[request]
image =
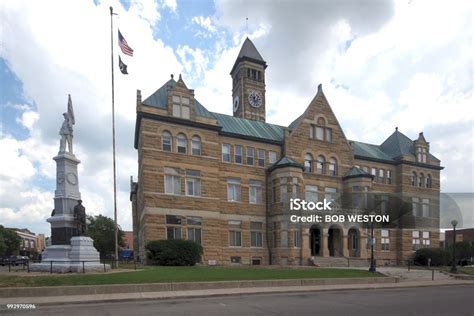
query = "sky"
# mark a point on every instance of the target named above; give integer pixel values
(382, 64)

--------------------

» **Problem statement**: Could you turn the lines of the records above into a JSON list of strings, one string per line, skipping blank lines and leaving the pictures out?

» **Exercise solution**:
[
  "[request]",
  "image =",
  "query = \"sky\"",
  "# mark a point on every instance of the target named above; give integer pixel values",
  "(382, 64)"
]